§ **Entries provided**
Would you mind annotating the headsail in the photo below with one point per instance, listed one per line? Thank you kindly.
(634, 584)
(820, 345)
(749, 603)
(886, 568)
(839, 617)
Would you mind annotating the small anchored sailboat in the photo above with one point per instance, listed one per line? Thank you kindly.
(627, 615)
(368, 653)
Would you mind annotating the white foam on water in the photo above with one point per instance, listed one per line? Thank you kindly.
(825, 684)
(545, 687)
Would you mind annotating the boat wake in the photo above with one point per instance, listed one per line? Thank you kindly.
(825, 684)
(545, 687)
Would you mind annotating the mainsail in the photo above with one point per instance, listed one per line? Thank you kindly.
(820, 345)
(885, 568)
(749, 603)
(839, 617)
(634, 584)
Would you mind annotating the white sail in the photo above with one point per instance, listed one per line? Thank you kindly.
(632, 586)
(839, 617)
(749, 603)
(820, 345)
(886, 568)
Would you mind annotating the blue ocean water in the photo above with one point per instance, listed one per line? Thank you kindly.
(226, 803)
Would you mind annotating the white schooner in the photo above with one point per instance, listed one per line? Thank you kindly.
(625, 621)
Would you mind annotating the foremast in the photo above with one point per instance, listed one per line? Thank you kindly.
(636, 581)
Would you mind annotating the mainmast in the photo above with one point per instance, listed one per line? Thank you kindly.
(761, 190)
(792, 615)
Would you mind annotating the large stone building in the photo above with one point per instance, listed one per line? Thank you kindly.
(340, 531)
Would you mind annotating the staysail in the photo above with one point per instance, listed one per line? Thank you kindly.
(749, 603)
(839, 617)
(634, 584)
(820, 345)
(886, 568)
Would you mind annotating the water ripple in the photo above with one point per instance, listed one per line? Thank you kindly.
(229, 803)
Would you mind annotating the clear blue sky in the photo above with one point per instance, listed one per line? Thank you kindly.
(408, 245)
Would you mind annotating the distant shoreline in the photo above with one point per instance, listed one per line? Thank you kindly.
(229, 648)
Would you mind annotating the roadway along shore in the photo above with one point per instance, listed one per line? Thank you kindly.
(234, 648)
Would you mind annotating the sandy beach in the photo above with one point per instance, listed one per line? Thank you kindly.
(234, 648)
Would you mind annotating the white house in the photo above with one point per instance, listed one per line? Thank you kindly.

§ **Given request**
Rewrite all of the material above, substituting "marking" for every occurrence of "annotating" and changing nothing else.

§ **Solution to this exercise**
Would you mind marking the headsail in the photo below with one point per instance, listed one per line? Thank you kindly.
(634, 584)
(820, 345)
(749, 603)
(886, 568)
(839, 617)
Would you mind marking the small anchored sailboat in the photo above with one point per instance, listed one per line? Thank you kindly.
(627, 615)
(368, 653)
Would you mind marking the white foam on water in the photo above with one point per instance, listed one per line? Thank you kindly.
(825, 684)
(545, 687)
Would you mind marking the boat wake in the photo above with one point per instance, listed one per line? Thank you kindly.
(825, 684)
(545, 687)
Would you mind marking the mainsail in the photo above with one point per instance, listed one per line? Thank you kindly.
(820, 345)
(885, 568)
(749, 603)
(839, 617)
(634, 584)
Would you mind marking the white sail in the photo above with one point per instance, listed one per line? Thank you kindly.
(632, 586)
(839, 617)
(749, 603)
(820, 345)
(886, 568)
Would you mind marking the blue ocean water in the photo above with one point per instance, listed one per line? Thank you kindly.
(226, 803)
Would you mind marking the white schooner in the photo above with one point per instance, listed one per line? Thank you kindly.
(625, 621)
Would you mind marking the foremast in the photo above with one point per instance, listed one per line? Thank you kindly.
(636, 581)
Would you mind marking the mainmast in the photo above with one point per instance, listed one per line? Thank you kindly.
(761, 190)
(792, 615)
Would you mind marking the large stone building in the photo above with one point per instance, listed one per line? Thank you kindly.
(340, 531)
Would you mind marking the staysail in the photo above with one point per instance, listed one per line? Thank you kindly.
(749, 603)
(839, 617)
(634, 584)
(820, 345)
(886, 568)
Would you mind marking the water ripple in the photo above with one point per instance, listed one per line? Thank you kindly.
(229, 803)
Would you mind marking the clear blue sky in the photo above with one point per instance, listed one per line? Thank you kindly.
(408, 245)
Would you mind marking the distant shoreline in the photo above with one point per instance, listed one per line? Thank you kindly.
(229, 648)
Would you mind marking the roadway along shore in the photo above with one point per instance, listed one per line? Thank you kindly.
(234, 648)
Would you mind marking the sandy beach in the photo above with one point per instance, listed one per line? Thank you kindly.
(234, 648)
Would you mind marking the white house in the photo above with one point per instance, listed one per line? Thank you kindly.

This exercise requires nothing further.